TEXTE SOURCE:
══════

Que décidera Bucky Cantor ? Car Marcy, très inquiète pour son amoureux, le supplie de démissionner et de la rejoindre dans le camp de vacances des Poconos, où elle encadre elle-même des enfants, au grand air, à l’abri des risques de contamination. Devant la nécessité de se protéger lui-même , le jeune homme parviendra-t-il à prendre un peu de distance avec des événements aussi tragiques, à mettre en sommeil sa mauvaise conscience et son sentiment de culpabilité ?
« Némésis dépeint avec tendresse le sort réservé aux enfants, le glissement de Cantor dans la tragédie personnelle et les effets terribles que produit une épidémie de polio sur la vie d’une communauté de Newak, étroitement organisée autour de la famille. » (Quatrième de couverture)
Philip Roth excelle dans l’analyse psychologique, notamment à travers le personnage de Bucky Cantor, qui, en proie à l’indécision et à un doute lancinant, cherchera jusqu’à la fin de ses jours à vaincre ses propres démons…
La construction romanesque est, comme toujours, remarquable : la focalisation est complexe car il s’agit en fait d’un long retour en arrière élaboré par un narrateur dont l’identité nous est inconnue jusqu’au dénouement. Mais la narration à la 3e personne n’est jamais un frein pour accéder à l’intériorité de Bucky, bien au contraire.

══════

EXTRAITS DE DONNÉES:
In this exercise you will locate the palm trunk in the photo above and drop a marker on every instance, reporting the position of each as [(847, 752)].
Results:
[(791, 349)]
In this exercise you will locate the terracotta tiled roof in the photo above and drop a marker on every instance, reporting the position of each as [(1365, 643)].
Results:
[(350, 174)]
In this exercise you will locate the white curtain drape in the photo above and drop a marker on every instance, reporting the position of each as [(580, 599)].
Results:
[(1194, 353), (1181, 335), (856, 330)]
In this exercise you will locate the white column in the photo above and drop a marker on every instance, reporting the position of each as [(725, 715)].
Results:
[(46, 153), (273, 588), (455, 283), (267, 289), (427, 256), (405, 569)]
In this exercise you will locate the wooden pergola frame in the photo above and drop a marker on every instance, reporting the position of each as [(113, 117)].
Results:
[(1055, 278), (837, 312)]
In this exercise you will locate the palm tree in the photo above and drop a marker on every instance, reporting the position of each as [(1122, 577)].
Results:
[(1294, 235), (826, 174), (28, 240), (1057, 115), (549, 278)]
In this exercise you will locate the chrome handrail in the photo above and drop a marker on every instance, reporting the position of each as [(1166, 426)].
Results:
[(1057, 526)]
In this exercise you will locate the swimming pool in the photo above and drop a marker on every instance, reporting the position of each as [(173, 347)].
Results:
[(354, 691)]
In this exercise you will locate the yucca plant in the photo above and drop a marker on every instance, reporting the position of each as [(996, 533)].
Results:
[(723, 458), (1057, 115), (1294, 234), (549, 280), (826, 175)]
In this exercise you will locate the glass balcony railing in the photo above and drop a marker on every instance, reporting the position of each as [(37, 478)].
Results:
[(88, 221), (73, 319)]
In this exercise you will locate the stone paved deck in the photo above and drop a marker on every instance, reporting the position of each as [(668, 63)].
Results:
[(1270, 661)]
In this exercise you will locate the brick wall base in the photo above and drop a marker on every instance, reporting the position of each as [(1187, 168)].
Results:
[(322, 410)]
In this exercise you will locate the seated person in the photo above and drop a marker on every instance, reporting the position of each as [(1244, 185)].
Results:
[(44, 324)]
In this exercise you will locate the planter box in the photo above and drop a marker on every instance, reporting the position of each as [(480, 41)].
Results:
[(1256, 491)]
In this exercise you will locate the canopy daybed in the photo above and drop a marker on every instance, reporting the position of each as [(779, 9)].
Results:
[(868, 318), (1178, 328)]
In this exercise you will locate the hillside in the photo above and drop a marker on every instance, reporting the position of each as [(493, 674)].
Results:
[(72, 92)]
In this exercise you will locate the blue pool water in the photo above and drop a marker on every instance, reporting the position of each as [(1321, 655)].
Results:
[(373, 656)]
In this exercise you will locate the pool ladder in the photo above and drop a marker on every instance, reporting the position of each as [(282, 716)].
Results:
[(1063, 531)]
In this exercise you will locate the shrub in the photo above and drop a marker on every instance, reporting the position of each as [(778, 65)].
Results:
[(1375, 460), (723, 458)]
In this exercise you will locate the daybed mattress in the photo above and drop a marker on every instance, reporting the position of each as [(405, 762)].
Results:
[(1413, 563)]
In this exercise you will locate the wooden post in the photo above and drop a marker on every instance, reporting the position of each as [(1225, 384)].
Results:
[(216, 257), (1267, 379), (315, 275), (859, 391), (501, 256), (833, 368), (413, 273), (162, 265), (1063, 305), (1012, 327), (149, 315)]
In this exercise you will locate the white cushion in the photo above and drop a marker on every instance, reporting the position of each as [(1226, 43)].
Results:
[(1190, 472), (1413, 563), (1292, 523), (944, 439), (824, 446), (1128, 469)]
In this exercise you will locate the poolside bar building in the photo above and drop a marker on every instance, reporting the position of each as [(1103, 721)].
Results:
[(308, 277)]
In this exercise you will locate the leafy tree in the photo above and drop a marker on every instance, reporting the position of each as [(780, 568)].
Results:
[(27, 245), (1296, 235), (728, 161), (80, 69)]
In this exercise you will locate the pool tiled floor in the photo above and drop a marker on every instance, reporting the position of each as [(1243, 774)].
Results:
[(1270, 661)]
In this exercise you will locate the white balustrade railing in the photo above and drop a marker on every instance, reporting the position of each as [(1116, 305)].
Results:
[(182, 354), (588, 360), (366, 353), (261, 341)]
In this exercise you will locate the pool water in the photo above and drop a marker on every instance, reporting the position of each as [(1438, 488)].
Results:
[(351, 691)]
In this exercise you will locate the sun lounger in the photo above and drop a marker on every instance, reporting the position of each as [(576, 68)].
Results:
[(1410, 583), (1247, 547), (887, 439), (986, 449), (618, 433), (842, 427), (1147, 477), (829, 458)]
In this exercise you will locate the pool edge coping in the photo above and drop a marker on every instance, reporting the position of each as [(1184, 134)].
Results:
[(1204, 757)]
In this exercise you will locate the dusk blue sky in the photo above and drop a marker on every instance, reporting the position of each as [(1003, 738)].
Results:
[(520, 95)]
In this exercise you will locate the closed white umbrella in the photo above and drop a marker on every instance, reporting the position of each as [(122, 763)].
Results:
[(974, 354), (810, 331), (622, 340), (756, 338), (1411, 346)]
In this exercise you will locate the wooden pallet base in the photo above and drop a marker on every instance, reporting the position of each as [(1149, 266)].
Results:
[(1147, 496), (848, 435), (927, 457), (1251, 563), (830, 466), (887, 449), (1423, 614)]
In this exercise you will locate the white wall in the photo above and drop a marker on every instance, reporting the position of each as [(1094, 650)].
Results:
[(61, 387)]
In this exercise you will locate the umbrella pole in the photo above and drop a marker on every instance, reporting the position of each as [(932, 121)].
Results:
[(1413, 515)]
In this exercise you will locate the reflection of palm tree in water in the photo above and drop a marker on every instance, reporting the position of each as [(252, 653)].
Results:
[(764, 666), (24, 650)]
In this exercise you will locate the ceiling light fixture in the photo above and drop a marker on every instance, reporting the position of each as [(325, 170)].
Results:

══════

EXERCICE:
Recopiez l'extrait sur Némésis de « Philip Roth excelle » à « bien au contraire. », en substituant « admirable » à « remarquable ». La liste n'a aucun rôle ici.

PRODUCTION ATTENDUE:
Philip Roth excelle dans l’analyse psychologique, notamment à travers le personnage de Bucky Cantor, qui, en proie à l’indécision et à un doute lancinant, cherchera jusqu’à la fin de ses jours à vaincre ses propres démons…
La construction romanesque est, comme toujours, admirable : la focalisation est complexe car il s’agit en fait d’un long retour en arrière élaboré par un narrateur dont l’identité nous est inconnue jusqu’au dénouement. Mais la narration à la 3e personne n’est jamais un frein pour accéder à l’intériorité de Bucky, bien au contraire.